─── Given passage

The issue you’re encountering is related to how Aspose.Cells handles empty cells. When you access a cell using the Cells indexer, it creates a cell object even if it doesn’t contain any value or formatting. This can lead to the appearance of additional columns in the resulting Excel file, which may not be desirable for downstream applications.

Solution

To prevent the creation of empty cells from affecting the column count in your output file, you can check if the cell has any value or formatting before accessing it. If it doesn’t, you can choose to skip it or handle it differently.

Code

Here’s a modified version of your code that checks for cell content before accessing it:

using Aspose.Cells;

namespace TestExcelFormat
{
    internal class Program
    {
        static void Main(string[] args)
        {
            Workbook wb = new Workbook(@"1.xlsx");
            Console.WriteLine(wb.Worksheets[0].Cells.MaxColumn);
            
            // Access the cell at (0, 2)
            var cell = wb.Worksheets[0].Cells[0, 2];
            
            // Check if the cell has a value or formatting
            if (cell.Value != null || cell.GetStyle() != null)

──────

__What you are asked to do__: Retype the portion of the Aspose.Cells passage above between "var cell = wb.Worksheets[0].Cells[0, 2];" and "cell.GetStyle() != null)", inclusive.

─── Available data

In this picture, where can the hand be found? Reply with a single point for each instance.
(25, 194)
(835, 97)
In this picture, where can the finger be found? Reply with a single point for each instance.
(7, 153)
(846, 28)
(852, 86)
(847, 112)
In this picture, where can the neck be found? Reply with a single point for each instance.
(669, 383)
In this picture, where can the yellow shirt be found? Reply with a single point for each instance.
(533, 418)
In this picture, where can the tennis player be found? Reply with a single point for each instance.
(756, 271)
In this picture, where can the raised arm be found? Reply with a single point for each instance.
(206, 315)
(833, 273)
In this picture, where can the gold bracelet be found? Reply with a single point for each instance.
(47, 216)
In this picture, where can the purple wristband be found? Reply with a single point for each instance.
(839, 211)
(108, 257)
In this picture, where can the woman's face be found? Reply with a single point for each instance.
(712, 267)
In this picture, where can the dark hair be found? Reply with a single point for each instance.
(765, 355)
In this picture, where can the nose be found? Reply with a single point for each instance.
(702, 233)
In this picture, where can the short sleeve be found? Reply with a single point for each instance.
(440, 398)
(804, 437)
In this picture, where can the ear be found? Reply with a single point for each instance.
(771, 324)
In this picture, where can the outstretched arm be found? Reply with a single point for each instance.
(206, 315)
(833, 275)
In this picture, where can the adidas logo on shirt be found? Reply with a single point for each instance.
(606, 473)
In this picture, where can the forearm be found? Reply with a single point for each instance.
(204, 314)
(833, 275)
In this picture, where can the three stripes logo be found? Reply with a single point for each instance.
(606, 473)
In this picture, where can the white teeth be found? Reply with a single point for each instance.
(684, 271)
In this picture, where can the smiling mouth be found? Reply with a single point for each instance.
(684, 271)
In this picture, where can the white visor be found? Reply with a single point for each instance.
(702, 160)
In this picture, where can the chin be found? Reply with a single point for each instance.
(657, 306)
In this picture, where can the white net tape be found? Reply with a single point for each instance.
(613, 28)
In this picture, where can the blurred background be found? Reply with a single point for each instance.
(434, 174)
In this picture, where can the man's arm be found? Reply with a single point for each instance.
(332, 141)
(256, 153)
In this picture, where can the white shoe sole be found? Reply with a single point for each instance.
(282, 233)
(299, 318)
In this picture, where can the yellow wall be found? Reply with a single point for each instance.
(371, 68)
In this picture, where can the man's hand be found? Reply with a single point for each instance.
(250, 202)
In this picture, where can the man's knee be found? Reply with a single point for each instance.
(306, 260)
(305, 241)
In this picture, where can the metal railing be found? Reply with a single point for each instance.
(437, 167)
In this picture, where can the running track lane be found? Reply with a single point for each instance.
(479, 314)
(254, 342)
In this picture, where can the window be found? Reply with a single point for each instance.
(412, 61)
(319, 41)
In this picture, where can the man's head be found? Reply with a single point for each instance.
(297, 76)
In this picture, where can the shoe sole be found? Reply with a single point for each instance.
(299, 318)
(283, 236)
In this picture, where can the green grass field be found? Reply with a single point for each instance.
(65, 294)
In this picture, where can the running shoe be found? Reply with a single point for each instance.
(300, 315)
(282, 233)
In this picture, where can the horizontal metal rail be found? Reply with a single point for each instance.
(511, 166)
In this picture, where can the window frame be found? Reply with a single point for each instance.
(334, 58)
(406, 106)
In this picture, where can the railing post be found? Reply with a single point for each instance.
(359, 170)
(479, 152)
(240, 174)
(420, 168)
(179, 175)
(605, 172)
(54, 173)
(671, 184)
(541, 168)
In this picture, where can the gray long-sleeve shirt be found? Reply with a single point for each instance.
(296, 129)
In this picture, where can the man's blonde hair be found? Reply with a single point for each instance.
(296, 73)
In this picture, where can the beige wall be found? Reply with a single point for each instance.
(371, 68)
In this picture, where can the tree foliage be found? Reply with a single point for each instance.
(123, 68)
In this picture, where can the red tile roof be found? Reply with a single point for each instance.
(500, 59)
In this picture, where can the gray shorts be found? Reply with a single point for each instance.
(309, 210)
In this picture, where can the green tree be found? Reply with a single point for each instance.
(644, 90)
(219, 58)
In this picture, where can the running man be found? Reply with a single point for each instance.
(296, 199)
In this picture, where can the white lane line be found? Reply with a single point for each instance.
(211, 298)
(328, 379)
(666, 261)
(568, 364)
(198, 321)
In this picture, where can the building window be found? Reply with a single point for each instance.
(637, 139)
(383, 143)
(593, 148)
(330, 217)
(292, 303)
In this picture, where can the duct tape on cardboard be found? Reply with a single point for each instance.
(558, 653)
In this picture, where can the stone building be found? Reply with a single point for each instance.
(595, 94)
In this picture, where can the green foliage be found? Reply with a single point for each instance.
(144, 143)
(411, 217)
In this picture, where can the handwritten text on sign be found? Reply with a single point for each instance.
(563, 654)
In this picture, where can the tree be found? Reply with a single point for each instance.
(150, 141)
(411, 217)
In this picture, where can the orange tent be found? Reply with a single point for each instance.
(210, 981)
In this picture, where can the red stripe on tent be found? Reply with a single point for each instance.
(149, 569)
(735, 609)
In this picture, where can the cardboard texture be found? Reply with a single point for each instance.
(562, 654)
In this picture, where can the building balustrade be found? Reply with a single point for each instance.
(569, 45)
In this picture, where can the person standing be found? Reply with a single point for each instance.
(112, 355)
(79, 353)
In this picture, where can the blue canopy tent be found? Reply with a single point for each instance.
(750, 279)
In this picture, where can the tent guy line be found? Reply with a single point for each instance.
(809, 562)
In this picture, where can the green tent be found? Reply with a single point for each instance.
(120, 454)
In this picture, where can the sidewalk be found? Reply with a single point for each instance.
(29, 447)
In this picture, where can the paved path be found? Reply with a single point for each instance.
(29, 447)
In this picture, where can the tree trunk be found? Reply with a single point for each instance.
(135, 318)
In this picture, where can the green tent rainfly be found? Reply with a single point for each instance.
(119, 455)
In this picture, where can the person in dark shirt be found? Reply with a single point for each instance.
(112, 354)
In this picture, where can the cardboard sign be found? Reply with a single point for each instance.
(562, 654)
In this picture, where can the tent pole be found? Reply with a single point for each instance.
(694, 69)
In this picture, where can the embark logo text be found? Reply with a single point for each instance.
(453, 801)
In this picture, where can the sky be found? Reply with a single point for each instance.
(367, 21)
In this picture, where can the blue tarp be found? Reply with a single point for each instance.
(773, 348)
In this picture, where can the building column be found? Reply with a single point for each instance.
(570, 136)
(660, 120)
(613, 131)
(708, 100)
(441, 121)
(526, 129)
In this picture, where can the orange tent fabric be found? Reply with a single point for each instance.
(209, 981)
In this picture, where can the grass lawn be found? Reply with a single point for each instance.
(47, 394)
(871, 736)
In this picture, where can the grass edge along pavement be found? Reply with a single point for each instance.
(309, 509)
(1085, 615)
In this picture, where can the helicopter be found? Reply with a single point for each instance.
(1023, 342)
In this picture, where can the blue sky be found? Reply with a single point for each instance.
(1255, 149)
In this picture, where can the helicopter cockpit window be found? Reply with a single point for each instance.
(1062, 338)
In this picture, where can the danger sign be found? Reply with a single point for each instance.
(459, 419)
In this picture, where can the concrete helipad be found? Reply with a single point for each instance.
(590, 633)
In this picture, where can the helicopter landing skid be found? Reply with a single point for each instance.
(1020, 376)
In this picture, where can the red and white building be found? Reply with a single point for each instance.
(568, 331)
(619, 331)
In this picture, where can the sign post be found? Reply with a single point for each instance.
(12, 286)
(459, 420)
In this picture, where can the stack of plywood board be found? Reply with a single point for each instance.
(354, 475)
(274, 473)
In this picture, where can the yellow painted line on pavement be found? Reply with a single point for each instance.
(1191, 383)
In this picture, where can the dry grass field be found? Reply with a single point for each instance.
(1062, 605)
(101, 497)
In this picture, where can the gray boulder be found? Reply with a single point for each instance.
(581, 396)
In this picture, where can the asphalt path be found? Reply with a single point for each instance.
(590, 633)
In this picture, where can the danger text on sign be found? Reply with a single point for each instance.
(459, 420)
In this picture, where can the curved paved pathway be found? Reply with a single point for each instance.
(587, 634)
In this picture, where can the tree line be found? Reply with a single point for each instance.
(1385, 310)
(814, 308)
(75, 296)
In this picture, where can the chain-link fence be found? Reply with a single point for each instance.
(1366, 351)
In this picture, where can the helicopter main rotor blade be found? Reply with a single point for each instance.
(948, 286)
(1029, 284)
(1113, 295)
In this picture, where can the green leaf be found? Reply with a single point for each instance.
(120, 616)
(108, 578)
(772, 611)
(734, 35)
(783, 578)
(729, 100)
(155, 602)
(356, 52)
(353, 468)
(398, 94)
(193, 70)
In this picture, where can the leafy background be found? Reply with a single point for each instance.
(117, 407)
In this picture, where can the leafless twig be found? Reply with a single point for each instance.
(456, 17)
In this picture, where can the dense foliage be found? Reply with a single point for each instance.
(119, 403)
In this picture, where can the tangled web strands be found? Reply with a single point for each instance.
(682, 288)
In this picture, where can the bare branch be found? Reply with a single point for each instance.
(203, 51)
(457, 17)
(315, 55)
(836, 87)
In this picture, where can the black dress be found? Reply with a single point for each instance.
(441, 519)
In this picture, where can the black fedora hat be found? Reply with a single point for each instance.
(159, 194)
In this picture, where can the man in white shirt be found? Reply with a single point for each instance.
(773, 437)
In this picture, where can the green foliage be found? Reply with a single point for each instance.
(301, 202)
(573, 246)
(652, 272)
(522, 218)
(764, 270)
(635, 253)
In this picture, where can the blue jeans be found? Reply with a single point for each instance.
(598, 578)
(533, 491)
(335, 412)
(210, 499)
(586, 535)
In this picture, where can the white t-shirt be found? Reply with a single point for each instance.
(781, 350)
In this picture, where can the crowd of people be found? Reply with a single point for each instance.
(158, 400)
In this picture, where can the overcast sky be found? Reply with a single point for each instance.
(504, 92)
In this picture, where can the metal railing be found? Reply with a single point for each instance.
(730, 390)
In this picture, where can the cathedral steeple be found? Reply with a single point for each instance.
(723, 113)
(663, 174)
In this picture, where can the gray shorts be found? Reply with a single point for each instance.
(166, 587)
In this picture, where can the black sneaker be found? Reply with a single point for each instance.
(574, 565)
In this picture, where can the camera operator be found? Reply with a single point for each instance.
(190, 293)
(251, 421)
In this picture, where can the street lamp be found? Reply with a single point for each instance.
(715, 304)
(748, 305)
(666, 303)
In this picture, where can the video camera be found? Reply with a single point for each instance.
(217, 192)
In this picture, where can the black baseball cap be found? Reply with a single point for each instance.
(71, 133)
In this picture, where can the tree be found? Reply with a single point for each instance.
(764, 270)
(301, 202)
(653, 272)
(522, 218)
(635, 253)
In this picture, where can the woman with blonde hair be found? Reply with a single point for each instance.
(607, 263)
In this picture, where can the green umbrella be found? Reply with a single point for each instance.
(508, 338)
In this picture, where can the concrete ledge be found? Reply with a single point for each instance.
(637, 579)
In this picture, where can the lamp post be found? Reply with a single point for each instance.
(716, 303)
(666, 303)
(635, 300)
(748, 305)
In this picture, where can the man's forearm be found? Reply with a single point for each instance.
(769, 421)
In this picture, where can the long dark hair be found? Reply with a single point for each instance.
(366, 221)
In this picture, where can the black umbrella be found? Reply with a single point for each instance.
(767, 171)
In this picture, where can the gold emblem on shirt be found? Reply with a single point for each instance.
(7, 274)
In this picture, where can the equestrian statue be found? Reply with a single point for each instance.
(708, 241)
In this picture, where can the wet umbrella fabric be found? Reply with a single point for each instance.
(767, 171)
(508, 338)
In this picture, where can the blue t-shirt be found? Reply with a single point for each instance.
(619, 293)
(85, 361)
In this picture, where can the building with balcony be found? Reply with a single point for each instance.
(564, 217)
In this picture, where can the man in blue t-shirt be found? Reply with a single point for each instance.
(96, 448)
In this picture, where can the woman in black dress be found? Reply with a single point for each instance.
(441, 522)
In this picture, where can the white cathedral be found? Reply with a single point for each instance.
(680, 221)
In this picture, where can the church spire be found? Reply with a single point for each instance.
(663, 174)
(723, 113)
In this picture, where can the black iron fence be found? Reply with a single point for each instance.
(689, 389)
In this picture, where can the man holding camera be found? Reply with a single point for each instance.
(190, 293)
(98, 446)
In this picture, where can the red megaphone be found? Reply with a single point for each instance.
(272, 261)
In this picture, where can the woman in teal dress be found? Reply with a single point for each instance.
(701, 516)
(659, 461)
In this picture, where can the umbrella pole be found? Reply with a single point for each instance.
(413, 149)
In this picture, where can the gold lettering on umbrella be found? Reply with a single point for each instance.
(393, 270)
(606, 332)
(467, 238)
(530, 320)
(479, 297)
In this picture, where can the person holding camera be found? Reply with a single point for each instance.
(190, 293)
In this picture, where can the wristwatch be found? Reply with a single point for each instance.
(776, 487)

──────

__Written reply__:
var cell = wb.Worksheets[0].Cells[0, 2];
            
            // Check if the cell has a value or formatting
            if (cell.Value != null || cell.GetStyle() != null)